DOCUMENTO DE ORIGEM:
Com a privatização, o que se
constata é que, negociada a empresa pública com grupos privados, a partir desse
processo, a corrupção desaparece, ainda que a transferência sempre deixe um
rastro de suspeitas quanto a possíveis comissões gordas depositadas em paraísos
fiscais ou na Suíça. De qualquer modo, o consolo que fica para o cidadão de bem
é que essa será sempre a última vez que se vai ouvir falar de corrupção com
dinheiro público ao menos naquela empresa. A partir daí, o problema, se
corrupção houver, passará a ser assunto exclusivo dos novos proprietários, ou
seja, de grupos privados.
Diante disso, como bem observam os
autores do ensaio, com base no pensamento de Habermas, surge o conceito de
sociedade civil como saída para a reconstrução da solidariedade entre os grupos
sociais. Composta por movimentos e organizações livres não-estatais e
não-econômicas, a sociedade civil não quer o poder, mas tentar influenciar as
instâncias do poder e a esfera pública geral, em favor dos menos favorecidos.

INFORMAÇÕES FORNECIDAS:
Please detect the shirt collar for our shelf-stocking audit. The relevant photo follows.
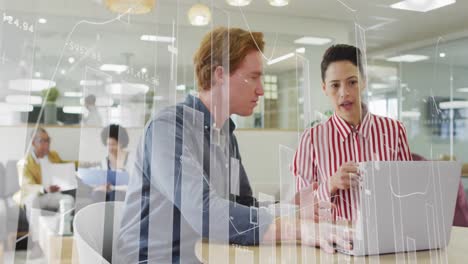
[331,112,373,141]
[184,94,236,133]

DETALHES DO PROBLEMA: Diga, por favor, se cada afirmação concorda com o trecho sobre privatização e sociedade civil, respondendo sim ou não e citando literalmente as palavras decisivas do trecho. 1. A sociedade civil busca o poder. 2. A sociedade civil é formada por movimentos e organizações não-estatais e não-econômicas. 3. Depois da privatização, uma eventual corrupção passa a ser assunto dos novos proprietários. A listagem não tem nenhum papel nesta atividade.

RESPOSTA DO EXERCÍCIO:
1. Não: "a sociedade civil não quer o poder"
2. Sim: "Composta por movimentos e organizações livres não-estatais e não-econômicas"
3. Sim: "passará a ser assunto exclusivo dos novos proprietários"